*Task:*
Skip the images. Copy the records exactly as written.
***** Excerpted data
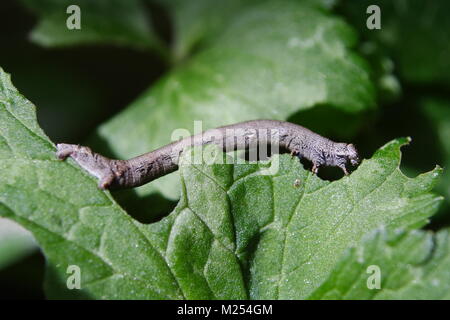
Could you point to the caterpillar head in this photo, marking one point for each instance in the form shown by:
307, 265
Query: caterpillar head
352, 155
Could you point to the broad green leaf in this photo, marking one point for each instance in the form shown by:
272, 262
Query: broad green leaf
102, 22
411, 265
438, 111
273, 60
237, 232
414, 32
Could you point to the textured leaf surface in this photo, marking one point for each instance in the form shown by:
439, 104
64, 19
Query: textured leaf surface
414, 32
414, 265
236, 232
272, 60
102, 21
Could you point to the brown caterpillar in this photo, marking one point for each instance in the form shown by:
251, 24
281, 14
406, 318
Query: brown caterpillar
117, 174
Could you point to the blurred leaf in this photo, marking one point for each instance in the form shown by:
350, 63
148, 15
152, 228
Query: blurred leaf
236, 232
273, 60
412, 265
416, 33
15, 243
102, 22
198, 22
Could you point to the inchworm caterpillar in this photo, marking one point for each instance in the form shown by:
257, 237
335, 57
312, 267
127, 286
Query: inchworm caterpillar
117, 174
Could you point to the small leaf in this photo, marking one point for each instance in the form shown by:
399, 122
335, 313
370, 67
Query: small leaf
411, 265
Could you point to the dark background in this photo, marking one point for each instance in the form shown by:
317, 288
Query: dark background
76, 89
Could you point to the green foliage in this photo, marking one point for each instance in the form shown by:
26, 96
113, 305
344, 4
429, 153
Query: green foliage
414, 32
104, 21
237, 231
412, 265
250, 70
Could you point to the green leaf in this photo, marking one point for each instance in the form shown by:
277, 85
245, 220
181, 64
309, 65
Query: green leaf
255, 69
102, 22
195, 23
414, 32
237, 232
438, 111
411, 265
15, 243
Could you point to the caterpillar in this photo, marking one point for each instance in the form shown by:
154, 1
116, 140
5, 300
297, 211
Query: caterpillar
300, 141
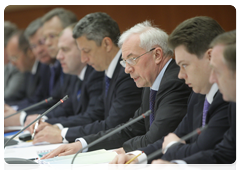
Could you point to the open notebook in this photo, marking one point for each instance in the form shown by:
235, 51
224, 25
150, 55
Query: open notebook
83, 159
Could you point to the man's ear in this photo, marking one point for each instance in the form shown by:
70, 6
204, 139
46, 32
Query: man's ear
107, 43
209, 54
30, 53
158, 54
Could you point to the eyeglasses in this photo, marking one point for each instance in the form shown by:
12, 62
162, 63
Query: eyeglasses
132, 61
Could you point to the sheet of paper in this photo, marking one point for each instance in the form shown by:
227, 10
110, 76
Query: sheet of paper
27, 152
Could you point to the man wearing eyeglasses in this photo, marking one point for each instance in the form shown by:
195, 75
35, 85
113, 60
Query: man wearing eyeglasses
149, 63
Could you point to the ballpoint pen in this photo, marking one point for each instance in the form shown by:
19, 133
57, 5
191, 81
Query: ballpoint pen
128, 162
35, 128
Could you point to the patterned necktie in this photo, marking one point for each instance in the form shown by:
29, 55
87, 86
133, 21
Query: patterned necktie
205, 109
107, 84
152, 104
52, 77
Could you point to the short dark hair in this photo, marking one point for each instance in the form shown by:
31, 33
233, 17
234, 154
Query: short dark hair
230, 54
96, 26
33, 27
9, 30
195, 34
23, 43
66, 17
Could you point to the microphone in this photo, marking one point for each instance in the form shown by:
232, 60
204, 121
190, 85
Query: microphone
30, 107
147, 113
19, 163
158, 152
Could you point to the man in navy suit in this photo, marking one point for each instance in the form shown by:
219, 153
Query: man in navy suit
150, 64
24, 59
97, 35
205, 106
224, 64
82, 99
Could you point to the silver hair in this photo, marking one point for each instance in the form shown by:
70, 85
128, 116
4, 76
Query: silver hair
9, 29
150, 36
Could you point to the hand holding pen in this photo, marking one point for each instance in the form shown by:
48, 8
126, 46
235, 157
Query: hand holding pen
35, 128
120, 159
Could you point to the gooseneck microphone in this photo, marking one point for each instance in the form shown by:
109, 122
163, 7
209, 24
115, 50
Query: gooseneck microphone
147, 113
19, 163
158, 152
30, 107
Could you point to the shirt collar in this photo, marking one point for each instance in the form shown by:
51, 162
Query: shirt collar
111, 68
82, 74
158, 80
34, 68
212, 93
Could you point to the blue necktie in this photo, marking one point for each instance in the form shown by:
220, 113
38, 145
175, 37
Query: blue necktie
78, 94
152, 104
107, 84
51, 83
205, 109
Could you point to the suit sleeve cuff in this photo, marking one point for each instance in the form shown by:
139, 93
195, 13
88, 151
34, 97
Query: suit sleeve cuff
83, 142
63, 133
168, 146
182, 164
23, 115
142, 158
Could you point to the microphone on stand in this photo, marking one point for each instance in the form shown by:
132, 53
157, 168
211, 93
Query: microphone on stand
20, 163
30, 107
158, 152
147, 113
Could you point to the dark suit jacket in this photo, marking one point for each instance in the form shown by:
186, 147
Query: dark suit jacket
32, 85
91, 89
170, 107
117, 107
225, 167
226, 152
217, 121
63, 85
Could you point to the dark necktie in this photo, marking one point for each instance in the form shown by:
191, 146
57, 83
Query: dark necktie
152, 104
205, 109
107, 84
52, 77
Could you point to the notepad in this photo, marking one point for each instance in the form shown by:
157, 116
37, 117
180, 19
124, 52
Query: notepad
83, 159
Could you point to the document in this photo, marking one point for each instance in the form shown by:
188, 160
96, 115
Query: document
83, 159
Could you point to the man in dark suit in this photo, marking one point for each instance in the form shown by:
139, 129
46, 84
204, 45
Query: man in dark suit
82, 99
24, 59
120, 96
225, 73
195, 70
155, 69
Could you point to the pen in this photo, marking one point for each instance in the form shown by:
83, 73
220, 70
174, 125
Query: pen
128, 162
35, 128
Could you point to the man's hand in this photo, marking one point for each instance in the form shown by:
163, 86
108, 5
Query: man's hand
170, 138
47, 133
161, 164
29, 120
11, 121
64, 150
119, 161
120, 151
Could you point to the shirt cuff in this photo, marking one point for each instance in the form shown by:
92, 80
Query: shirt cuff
63, 133
60, 126
142, 158
168, 146
182, 164
83, 142
23, 115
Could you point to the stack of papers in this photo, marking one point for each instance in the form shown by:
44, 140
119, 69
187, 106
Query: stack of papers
83, 159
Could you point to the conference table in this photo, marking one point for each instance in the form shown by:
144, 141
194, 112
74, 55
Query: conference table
**********
*Complete answer:*
Could you point to the caterpillar head in this photo, marking one point for each instance in the form shown by:
307, 265
Query: caterpillar head
352, 155
Could you point to the broad green leaf in this photo, marking one point for each instance in the form shown by:
272, 262
Query: broad green leaf
102, 22
411, 265
438, 111
273, 60
237, 232
414, 32
Could you point to the textured leaf surface in this photo, marking one point for each instance in the form shown by:
439, 104
64, 19
Query: textured leaf surface
414, 32
414, 265
236, 232
272, 60
102, 21
Could you point to the brown caterpillar in this photo, marking one point for each instance in the form shown by:
251, 24
281, 14
406, 318
Query: brown caterpillar
117, 174
Could you point to the blurred leaf in this photo, marking one point for each instance in the form shown by:
350, 63
148, 15
152, 228
Query: blurred leaf
236, 232
273, 60
412, 265
416, 33
15, 243
102, 22
198, 22
Could you point to the inchworm caterpillar in this photo, marking one point for each instance in the form shown by:
257, 237
335, 57
312, 267
127, 286
Query: inchworm caterpillar
117, 174
Could you point to the small leaf in this photo, marking one point for each instance in the form shown by:
399, 122
335, 313
370, 67
Query: small leaf
411, 265
Could you point to the dark background in this photo, marking one point for each instance in the form shown by:
317, 288
Query: dark background
76, 89
Could you point to the green foliage in this photo, marking one point for each instance in the form shown by:
26, 96
113, 305
344, 4
429, 153
Query: green foliage
414, 32
104, 21
237, 231
412, 265
250, 70
Could you point to the green leaf in this photo, marking one point for each instance in the form shown by:
277, 85
245, 220
181, 64
309, 65
Query: green leaf
255, 69
102, 22
195, 23
414, 32
237, 232
438, 111
411, 265
15, 243
Could you point to the caterpillar in this photo, marking one point for each instance in the form shown by:
154, 1
116, 140
5, 300
297, 211
Query: caterpillar
300, 141
Could you point to the open notebook in this photo, marking one point for each instance in the form shown by:
235, 51
224, 25
150, 55
Query: open notebook
83, 159
Could you point to the man's ear in this photo, marking one point for each instance in the form shown by:
70, 6
204, 139
46, 32
Query: man's ear
107, 43
209, 54
30, 53
158, 54
Could you point to the eyeglasses in this photo, marking one point for each instance in the form shown by:
12, 62
162, 63
Query: eyeglasses
132, 61
Could you point to the sheet of paper in this photo, marking one point for each instance in the form shown by:
227, 10
110, 76
Query: sheet of paper
27, 152
Could you point to the man wearing eyeglasses in this photo, marking one point for each instance in the form shown by:
195, 75
35, 85
113, 60
Query: man wearing eyeglasses
149, 63
Could you point to the ballpoint pen in this photo, marking one point for each instance in the form shown by:
19, 133
57, 5
191, 81
Query: ballpoint pen
128, 162
35, 128
Could you point to the patterned necktie in this photo, marking one point for each instance in the form shown by:
29, 55
87, 86
133, 21
Query: patterned necktie
205, 109
107, 84
152, 104
52, 77
Could you point to the short dark hair in this photo, marking one point for each instance in the form shown by:
31, 33
233, 17
234, 154
Query: short dark hair
230, 54
96, 26
33, 27
9, 30
195, 34
23, 43
66, 17
Could you point to the microphone in this photo, marking one point for each instance in the form shown by:
232, 60
204, 121
190, 85
Query: microphone
30, 107
147, 113
19, 163
158, 152
Could you point to the man in navy suit in this photo, marking one point for each instance in the form shown by:
219, 153
Query: man in navy suit
150, 64
24, 59
97, 35
205, 106
224, 64
82, 99
Could you point to the silver hair in this photo, marking one point for each instance in the form shown by:
70, 85
128, 116
4, 76
Query: silver hair
9, 29
150, 36
Could you point to the hand holding pen in this photo, marking one point for each instance in the form shown by:
48, 8
126, 46
235, 157
Query: hand holding pen
35, 128
120, 159
Could you point to the gooseneck microphone in this photo, marking one point for each instance in the form shown by:
109, 122
163, 7
209, 24
115, 50
Query: gooseneck microphone
147, 113
19, 163
158, 152
30, 107
Could you point to the shirt collar in this photo, marking one point for each instance in the form shown by:
51, 162
Query: shirt collar
111, 68
82, 74
158, 80
34, 68
212, 93
Could you point to the blue necktie in this photo, marking one point for each instance in the form shown by:
220, 113
38, 145
175, 37
Query: blue necktie
78, 94
152, 104
107, 84
51, 83
205, 109
Could you point to the suit sleeve cuff in this photo, marking one point for each instance in the form shown by:
139, 93
195, 13
88, 151
34, 97
Query: suit sleeve cuff
83, 142
63, 133
168, 146
182, 164
23, 115
142, 158
Could you point to the microphone on stand in this photo, marking one point for each instance in the form shown by:
132, 53
157, 168
211, 93
Query: microphone on stand
20, 163
30, 107
158, 152
147, 113
Could you point to the dark suit jacket in this photo, marking one point for each instance in the form shown by:
186, 147
Query: dark suit jacket
32, 85
91, 89
170, 107
117, 107
225, 167
226, 152
217, 121
63, 85
Could you point to the dark necktie in this photo, marking one point for each instance in the form shown by:
191, 146
57, 83
Query: dark necktie
152, 104
205, 109
107, 84
52, 77
Could you point to the notepad in this photo, marking one point for each instance in the form shown by:
157, 116
37, 117
180, 19
124, 52
Query: notepad
83, 159
Could you point to the document in this photo, marking one point for each instance in the form shown by:
188, 160
96, 115
Query: document
83, 159
Could you point to the man in dark suit in this photo, marking one point for each instance in the form shown by:
139, 129
46, 84
204, 45
Query: man in dark suit
82, 99
24, 59
120, 96
225, 73
195, 70
155, 69
Could you point to the pen in this photo, marking one point for each instance in the form shown by:
83, 73
220, 70
174, 125
Query: pen
128, 162
35, 128
Could you point to the man's hand in this photo, marking one point for each instance in the form shown by:
163, 86
108, 5
Query: man's hand
170, 138
47, 133
161, 164
29, 120
11, 121
64, 150
119, 161
120, 151
Could you point to the shirt cuff in this photo, marking one point for each instance in the form shown by:
92, 80
Query: shirt cuff
63, 133
60, 126
142, 158
168, 146
182, 164
83, 142
23, 115
Could you point to the stack of papers in this photo, marking one point for each instance in the form shown by:
44, 140
119, 69
187, 106
Query: stack of papers
83, 159
Could you point to the conference table in this photo, marking one point for each instance in the form shown by:
144, 141
194, 112
74, 55
Query: conference table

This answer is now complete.